• 指示内容
以下の項目の先頭から「Trace the outline」を含む行までを両端も含めて取り出し、空行を除いたうえで、列名を「番号」と「内容」とするMarkdownの表として出力してください。「番号」には行番号を、「内容」にはその行を入れること。

• 入力データ
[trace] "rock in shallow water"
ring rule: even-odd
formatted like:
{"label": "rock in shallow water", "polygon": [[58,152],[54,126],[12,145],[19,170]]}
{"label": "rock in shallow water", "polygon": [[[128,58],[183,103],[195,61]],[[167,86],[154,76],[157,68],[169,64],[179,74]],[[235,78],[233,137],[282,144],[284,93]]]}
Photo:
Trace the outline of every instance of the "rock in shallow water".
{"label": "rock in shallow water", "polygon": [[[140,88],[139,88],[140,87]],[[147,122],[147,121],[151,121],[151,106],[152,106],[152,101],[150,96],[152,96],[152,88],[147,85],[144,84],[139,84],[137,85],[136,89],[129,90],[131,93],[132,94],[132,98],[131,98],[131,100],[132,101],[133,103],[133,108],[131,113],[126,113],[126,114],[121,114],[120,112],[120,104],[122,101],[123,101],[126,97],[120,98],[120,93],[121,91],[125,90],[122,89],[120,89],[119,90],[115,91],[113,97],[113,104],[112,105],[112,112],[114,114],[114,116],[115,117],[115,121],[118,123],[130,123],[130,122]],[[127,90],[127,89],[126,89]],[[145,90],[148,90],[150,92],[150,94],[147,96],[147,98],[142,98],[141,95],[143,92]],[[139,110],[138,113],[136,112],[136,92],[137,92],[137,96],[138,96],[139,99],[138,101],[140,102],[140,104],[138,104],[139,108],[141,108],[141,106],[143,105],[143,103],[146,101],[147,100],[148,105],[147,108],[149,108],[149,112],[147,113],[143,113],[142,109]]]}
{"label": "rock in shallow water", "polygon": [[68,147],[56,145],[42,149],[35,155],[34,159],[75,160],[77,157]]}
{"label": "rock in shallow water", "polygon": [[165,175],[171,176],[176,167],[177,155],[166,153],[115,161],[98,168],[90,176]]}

• 最終回答
| 番号 | 内容 |
|---|---|
| 1 | [trace] "rock in shallow water" |
| 2 | ring rule: even-odd |
| 3 | formatted like: |
| 4 | {"label": "rock in shallow water", "polygon": [[58,152],[54,126],[12,145],[19,170]]} |
| 5 | {"label": "rock in shallow water", "polygon": [[[128,58],[183,103],[195,61]],[[167,86],[154,76],[157,68],[169,64],[179,74]],[[235,78],[233,137],[282,144],[284,93]]]} |
| 6 | Photo: |
| 7 | Trace the outline of every instance of the "rock in shallow water". |